*** Material to process Section Begins ***

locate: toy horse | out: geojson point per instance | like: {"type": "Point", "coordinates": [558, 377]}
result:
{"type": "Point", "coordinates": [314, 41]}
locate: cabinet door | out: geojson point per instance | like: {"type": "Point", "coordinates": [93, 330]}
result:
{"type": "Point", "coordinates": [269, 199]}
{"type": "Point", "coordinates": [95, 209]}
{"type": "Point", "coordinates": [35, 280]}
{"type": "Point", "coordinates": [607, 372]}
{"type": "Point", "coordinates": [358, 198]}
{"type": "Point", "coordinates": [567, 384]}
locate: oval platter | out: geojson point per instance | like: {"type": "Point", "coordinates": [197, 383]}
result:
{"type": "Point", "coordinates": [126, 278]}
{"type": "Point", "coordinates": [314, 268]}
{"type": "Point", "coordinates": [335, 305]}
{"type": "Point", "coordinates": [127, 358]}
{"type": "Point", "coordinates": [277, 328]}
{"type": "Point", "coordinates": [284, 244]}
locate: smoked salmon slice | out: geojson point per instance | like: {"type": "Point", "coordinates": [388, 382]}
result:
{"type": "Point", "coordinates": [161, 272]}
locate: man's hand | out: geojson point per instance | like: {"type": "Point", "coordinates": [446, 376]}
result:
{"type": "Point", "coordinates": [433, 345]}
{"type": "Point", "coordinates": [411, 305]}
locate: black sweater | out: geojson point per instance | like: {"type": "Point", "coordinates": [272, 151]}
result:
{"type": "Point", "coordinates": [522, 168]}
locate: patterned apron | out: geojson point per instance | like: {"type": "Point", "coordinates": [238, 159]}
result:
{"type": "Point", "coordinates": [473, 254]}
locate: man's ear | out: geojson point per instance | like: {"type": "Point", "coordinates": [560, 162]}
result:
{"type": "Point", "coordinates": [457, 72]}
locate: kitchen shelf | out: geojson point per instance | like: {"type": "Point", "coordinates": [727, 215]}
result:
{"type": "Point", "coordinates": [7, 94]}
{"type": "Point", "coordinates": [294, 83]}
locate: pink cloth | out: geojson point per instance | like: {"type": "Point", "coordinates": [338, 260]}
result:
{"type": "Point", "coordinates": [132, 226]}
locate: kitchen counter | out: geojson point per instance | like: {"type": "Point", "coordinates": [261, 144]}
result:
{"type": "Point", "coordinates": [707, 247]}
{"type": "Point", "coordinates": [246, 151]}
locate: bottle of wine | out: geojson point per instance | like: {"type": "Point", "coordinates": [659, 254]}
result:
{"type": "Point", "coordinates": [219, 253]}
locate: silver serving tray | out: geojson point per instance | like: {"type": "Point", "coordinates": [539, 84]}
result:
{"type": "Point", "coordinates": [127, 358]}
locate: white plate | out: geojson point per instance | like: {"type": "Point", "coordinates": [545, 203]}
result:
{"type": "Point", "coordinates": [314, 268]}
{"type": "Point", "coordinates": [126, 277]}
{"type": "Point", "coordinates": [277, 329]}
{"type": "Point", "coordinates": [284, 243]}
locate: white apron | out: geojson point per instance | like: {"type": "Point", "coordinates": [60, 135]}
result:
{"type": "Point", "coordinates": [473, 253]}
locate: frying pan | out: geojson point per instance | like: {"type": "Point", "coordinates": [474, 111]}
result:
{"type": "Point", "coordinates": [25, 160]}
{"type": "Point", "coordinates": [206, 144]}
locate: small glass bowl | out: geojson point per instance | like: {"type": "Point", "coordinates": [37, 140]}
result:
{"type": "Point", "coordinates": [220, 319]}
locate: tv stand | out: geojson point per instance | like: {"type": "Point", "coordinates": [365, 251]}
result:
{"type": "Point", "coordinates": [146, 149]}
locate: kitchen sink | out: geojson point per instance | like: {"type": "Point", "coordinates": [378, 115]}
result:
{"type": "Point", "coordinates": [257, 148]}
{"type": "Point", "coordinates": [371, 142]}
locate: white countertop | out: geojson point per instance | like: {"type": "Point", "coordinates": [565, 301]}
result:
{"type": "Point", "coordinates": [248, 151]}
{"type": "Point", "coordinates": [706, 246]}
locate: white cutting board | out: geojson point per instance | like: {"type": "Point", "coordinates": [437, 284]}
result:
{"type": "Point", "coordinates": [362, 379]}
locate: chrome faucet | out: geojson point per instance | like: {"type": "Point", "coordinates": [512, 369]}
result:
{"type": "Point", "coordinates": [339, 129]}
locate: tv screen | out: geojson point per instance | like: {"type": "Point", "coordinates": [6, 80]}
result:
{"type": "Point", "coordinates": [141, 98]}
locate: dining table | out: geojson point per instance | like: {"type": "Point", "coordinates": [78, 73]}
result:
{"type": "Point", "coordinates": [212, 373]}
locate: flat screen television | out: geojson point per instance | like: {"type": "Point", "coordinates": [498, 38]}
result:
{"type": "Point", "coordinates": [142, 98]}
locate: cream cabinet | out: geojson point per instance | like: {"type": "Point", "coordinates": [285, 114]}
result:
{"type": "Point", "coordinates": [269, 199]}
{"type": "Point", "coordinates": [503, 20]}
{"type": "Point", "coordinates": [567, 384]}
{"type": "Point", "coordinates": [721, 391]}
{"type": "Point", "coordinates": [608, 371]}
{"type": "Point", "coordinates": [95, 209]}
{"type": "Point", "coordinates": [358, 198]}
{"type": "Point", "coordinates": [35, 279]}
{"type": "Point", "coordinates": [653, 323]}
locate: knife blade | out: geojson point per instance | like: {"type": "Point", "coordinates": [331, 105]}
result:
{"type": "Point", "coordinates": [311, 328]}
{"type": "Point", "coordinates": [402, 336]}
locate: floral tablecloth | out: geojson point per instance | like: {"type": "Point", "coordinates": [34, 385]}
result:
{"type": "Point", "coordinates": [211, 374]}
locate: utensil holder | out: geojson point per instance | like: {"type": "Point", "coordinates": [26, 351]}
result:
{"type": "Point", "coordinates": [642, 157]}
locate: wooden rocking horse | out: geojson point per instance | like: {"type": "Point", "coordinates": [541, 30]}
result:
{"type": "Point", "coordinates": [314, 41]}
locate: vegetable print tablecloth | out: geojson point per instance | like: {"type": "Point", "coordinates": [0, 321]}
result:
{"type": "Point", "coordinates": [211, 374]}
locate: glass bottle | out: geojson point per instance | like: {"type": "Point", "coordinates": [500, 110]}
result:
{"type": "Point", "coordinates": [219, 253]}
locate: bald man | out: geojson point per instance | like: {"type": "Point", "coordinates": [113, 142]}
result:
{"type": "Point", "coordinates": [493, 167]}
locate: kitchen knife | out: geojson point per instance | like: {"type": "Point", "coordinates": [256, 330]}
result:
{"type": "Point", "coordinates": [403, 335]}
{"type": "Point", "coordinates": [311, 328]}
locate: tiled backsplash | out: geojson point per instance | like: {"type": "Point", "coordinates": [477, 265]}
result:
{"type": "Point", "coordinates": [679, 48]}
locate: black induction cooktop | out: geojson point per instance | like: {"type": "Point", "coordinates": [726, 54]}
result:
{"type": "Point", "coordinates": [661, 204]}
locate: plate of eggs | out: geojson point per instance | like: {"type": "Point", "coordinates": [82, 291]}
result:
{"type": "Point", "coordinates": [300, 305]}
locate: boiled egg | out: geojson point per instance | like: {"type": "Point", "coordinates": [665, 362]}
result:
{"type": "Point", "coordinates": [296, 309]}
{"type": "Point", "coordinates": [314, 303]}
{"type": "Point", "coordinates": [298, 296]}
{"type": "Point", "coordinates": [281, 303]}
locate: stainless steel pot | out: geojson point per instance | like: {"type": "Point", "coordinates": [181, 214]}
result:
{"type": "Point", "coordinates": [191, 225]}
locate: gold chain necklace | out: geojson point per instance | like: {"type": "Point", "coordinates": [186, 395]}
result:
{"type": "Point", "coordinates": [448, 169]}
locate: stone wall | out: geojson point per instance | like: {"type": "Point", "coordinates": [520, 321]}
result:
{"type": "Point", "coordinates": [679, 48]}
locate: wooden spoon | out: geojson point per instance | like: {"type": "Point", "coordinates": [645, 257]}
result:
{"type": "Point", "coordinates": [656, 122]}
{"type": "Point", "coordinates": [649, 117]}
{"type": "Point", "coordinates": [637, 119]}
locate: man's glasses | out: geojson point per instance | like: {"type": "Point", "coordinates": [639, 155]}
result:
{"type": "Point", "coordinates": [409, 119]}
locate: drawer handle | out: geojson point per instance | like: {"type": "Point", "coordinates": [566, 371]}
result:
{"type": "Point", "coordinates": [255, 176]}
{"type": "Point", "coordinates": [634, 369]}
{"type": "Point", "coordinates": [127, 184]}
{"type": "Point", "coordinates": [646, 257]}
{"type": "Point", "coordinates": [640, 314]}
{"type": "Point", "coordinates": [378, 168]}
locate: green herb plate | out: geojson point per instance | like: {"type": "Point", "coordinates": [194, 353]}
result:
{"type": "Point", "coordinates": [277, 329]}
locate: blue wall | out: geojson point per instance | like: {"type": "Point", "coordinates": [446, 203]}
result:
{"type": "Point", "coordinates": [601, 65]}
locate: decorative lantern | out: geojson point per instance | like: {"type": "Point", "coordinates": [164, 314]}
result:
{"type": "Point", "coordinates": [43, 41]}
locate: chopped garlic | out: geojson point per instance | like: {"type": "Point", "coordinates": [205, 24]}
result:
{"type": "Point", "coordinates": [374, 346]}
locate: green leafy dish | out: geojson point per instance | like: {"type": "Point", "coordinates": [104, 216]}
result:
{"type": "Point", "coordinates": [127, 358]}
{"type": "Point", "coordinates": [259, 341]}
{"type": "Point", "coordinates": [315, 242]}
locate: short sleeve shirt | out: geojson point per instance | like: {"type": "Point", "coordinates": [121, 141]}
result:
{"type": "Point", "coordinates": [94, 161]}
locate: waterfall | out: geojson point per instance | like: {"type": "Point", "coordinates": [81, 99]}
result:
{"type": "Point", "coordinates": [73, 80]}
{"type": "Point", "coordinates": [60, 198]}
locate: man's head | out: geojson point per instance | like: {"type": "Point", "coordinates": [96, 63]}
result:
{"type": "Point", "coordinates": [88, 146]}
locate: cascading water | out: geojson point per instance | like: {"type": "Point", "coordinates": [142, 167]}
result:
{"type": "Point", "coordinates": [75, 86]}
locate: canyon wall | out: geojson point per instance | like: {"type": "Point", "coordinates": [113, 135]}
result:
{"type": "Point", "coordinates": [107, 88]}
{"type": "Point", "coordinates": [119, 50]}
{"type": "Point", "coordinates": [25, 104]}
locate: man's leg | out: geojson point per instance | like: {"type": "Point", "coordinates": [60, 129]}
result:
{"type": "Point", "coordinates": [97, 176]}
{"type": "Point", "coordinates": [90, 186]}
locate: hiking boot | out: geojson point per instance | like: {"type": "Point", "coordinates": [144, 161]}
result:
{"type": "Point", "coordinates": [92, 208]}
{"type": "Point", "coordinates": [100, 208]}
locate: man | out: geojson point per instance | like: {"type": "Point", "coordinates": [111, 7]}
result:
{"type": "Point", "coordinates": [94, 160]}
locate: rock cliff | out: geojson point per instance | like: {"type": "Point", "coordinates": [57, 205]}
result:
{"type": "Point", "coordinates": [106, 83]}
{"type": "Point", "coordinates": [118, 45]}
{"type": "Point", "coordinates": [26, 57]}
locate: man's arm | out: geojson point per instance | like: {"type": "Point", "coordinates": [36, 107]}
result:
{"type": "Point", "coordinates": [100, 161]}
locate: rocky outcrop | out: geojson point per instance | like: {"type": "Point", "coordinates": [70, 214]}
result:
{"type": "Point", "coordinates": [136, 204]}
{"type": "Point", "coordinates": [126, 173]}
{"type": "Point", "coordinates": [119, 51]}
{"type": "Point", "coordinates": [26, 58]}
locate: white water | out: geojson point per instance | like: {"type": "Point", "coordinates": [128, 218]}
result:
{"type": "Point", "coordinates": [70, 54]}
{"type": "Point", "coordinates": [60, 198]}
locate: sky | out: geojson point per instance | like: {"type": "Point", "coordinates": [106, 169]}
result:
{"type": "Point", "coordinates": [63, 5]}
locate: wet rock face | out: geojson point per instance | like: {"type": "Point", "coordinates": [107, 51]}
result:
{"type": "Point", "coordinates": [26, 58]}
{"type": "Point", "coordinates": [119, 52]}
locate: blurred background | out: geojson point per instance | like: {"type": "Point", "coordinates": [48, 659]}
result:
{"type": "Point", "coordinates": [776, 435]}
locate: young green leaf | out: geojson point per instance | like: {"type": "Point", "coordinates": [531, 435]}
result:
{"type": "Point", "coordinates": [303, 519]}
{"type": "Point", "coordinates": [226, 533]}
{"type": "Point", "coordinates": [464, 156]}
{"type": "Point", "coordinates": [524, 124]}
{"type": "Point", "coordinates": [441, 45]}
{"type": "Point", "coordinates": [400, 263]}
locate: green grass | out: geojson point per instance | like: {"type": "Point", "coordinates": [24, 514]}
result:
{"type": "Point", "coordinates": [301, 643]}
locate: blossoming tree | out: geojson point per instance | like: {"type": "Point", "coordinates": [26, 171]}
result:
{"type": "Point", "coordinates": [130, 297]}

*** Material to process Section Ends ***

Task instructions :: Which lines of the entries above contain the string "white"? Copy each one.

Answer section ::
locate: white plate | out: geojson point per instance | like: {"type": "Point", "coordinates": [545, 203]}
locate: white apron | out: geojson point per instance | like: {"type": "Point", "coordinates": [60, 135]}
locate: white countertop | out: geojson point per instance | like: {"type": "Point", "coordinates": [565, 301]}
locate: white cutting board | out: geojson point per instance | like: {"type": "Point", "coordinates": [437, 284]}
locate: white water | out: geojson point per instance | like: {"type": "Point", "coordinates": [128, 218]}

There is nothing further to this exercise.